Collected data entries:
>>

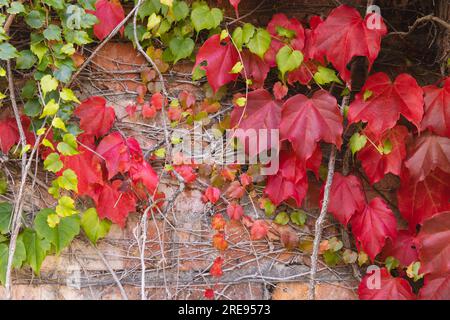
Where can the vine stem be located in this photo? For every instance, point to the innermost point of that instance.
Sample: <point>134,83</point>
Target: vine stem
<point>322,215</point>
<point>101,45</point>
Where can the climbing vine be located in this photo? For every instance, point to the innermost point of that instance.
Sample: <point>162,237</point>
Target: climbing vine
<point>379,127</point>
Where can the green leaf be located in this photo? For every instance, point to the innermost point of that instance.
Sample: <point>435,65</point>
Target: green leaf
<point>331,258</point>
<point>68,95</point>
<point>241,36</point>
<point>288,33</point>
<point>325,76</point>
<point>68,180</point>
<point>25,60</point>
<point>66,207</point>
<point>204,18</point>
<point>35,19</point>
<point>180,10</point>
<point>50,109</point>
<point>181,48</point>
<point>288,60</point>
<point>260,42</point>
<point>5,217</point>
<point>39,49</point>
<point>62,234</point>
<point>391,263</point>
<point>68,147</point>
<point>93,226</point>
<point>387,146</point>
<point>36,249</point>
<point>59,124</point>
<point>53,32</point>
<point>7,51</point>
<point>48,84</point>
<point>282,218</point>
<point>357,142</point>
<point>16,8</point>
<point>52,163</point>
<point>298,217</point>
<point>367,94</point>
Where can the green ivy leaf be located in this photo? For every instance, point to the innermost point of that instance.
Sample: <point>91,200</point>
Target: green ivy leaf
<point>5,217</point>
<point>260,42</point>
<point>282,218</point>
<point>60,236</point>
<point>53,32</point>
<point>68,180</point>
<point>325,76</point>
<point>357,142</point>
<point>16,8</point>
<point>298,217</point>
<point>48,84</point>
<point>7,51</point>
<point>94,227</point>
<point>181,48</point>
<point>68,147</point>
<point>35,19</point>
<point>204,18</point>
<point>25,60</point>
<point>52,163</point>
<point>288,60</point>
<point>66,207</point>
<point>36,249</point>
<point>180,10</point>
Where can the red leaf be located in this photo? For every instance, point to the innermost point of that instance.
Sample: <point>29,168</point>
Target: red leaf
<point>115,152</point>
<point>246,180</point>
<point>87,168</point>
<point>345,35</point>
<point>109,14</point>
<point>95,117</point>
<point>261,112</point>
<point>291,180</point>
<point>114,204</point>
<point>186,172</point>
<point>306,121</point>
<point>254,68</point>
<point>433,243</point>
<point>209,294</point>
<point>387,102</point>
<point>259,230</point>
<point>418,201</point>
<point>235,190</point>
<point>235,211</point>
<point>390,288</point>
<point>437,109</point>
<point>436,288</point>
<point>235,4</point>
<point>377,164</point>
<point>9,134</point>
<point>220,59</point>
<point>428,153</point>
<point>211,194</point>
<point>280,90</point>
<point>372,226</point>
<point>219,241</point>
<point>346,197</point>
<point>403,248</point>
<point>216,269</point>
<point>148,111</point>
<point>297,42</point>
<point>157,100</point>
<point>218,222</point>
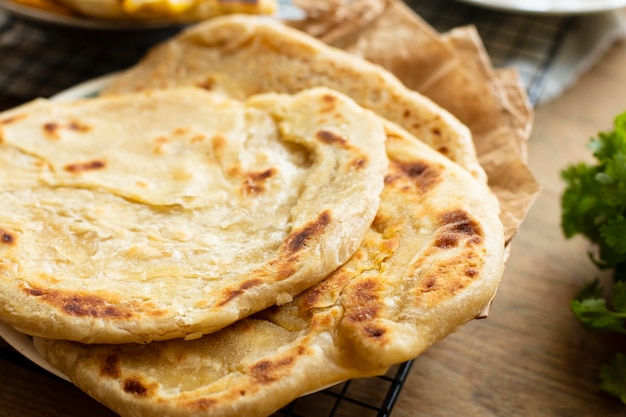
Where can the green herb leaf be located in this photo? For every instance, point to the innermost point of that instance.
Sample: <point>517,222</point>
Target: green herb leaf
<point>594,206</point>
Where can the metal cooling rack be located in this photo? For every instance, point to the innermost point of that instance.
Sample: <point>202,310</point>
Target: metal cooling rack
<point>38,61</point>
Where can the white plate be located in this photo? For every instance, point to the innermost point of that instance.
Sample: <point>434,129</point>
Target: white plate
<point>286,11</point>
<point>19,341</point>
<point>551,6</point>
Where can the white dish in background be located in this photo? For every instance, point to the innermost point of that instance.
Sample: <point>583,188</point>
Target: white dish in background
<point>550,6</point>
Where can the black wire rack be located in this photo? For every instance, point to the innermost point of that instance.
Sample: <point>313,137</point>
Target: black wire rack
<point>40,61</point>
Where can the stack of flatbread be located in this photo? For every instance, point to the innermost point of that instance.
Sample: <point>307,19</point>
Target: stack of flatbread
<point>245,216</point>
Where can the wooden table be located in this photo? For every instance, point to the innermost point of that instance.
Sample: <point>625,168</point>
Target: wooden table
<point>530,357</point>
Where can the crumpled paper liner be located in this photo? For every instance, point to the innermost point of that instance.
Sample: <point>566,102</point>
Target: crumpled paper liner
<point>455,71</point>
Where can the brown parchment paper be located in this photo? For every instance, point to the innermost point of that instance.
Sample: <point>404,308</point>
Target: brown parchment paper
<point>455,71</point>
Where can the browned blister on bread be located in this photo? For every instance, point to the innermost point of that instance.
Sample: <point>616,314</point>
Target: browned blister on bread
<point>430,262</point>
<point>174,213</point>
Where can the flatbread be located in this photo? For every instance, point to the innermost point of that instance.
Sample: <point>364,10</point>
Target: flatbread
<point>241,55</point>
<point>171,214</point>
<point>430,262</point>
<point>180,10</point>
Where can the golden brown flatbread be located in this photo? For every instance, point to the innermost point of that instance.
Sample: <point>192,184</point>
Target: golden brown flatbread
<point>174,213</point>
<point>241,55</point>
<point>430,262</point>
<point>179,10</point>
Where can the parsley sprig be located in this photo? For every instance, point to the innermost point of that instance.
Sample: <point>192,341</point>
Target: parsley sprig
<point>594,206</point>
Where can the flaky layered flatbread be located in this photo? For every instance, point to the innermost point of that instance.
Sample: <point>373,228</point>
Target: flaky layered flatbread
<point>241,55</point>
<point>430,262</point>
<point>174,213</point>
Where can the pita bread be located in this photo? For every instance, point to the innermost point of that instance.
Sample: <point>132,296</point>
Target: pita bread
<point>170,214</point>
<point>185,10</point>
<point>430,262</point>
<point>219,54</point>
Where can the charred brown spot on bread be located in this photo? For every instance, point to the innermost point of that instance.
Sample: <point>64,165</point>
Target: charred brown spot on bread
<point>457,225</point>
<point>359,162</point>
<point>110,366</point>
<point>51,130</point>
<point>234,293</point>
<point>201,404</point>
<point>77,126</point>
<point>254,181</point>
<point>328,103</point>
<point>135,386</point>
<point>424,175</point>
<point>7,237</point>
<point>365,291</point>
<point>298,239</point>
<point>85,166</point>
<point>374,332</point>
<point>218,142</point>
<point>330,138</point>
<point>363,313</point>
<point>207,84</point>
<point>80,305</point>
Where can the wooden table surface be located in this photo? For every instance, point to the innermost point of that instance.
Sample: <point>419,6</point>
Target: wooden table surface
<point>530,357</point>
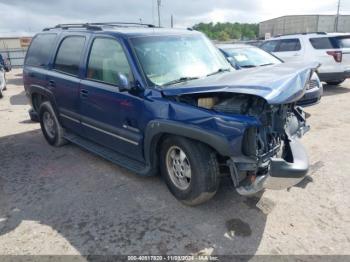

<<

— TASK —
Extract the run of lines beginning with the line that holds "Sample: <point>132,296</point>" and ending at the last line of the data, inclusive. Exclude any pictures from the copy.

— ANSWER TO THE EXERCISE —
Sample: <point>132,296</point>
Target: pita bread
<point>170,214</point>
<point>185,10</point>
<point>430,262</point>
<point>219,54</point>
Where can the charred brown spot on bread be located in this photo? For every instance, point to the innermost point of that instance.
Sample: <point>64,165</point>
Target: charred brown spot on bread
<point>457,225</point>
<point>359,162</point>
<point>110,366</point>
<point>51,130</point>
<point>234,293</point>
<point>201,404</point>
<point>77,126</point>
<point>254,181</point>
<point>328,103</point>
<point>135,386</point>
<point>424,175</point>
<point>7,237</point>
<point>365,291</point>
<point>298,239</point>
<point>85,166</point>
<point>374,332</point>
<point>218,142</point>
<point>330,138</point>
<point>363,313</point>
<point>207,84</point>
<point>80,305</point>
Where can the wooden table surface be located in this photo? For every instance, point to the innermost point of that instance.
Sample: <point>419,6</point>
Target: wooden table surface
<point>530,357</point>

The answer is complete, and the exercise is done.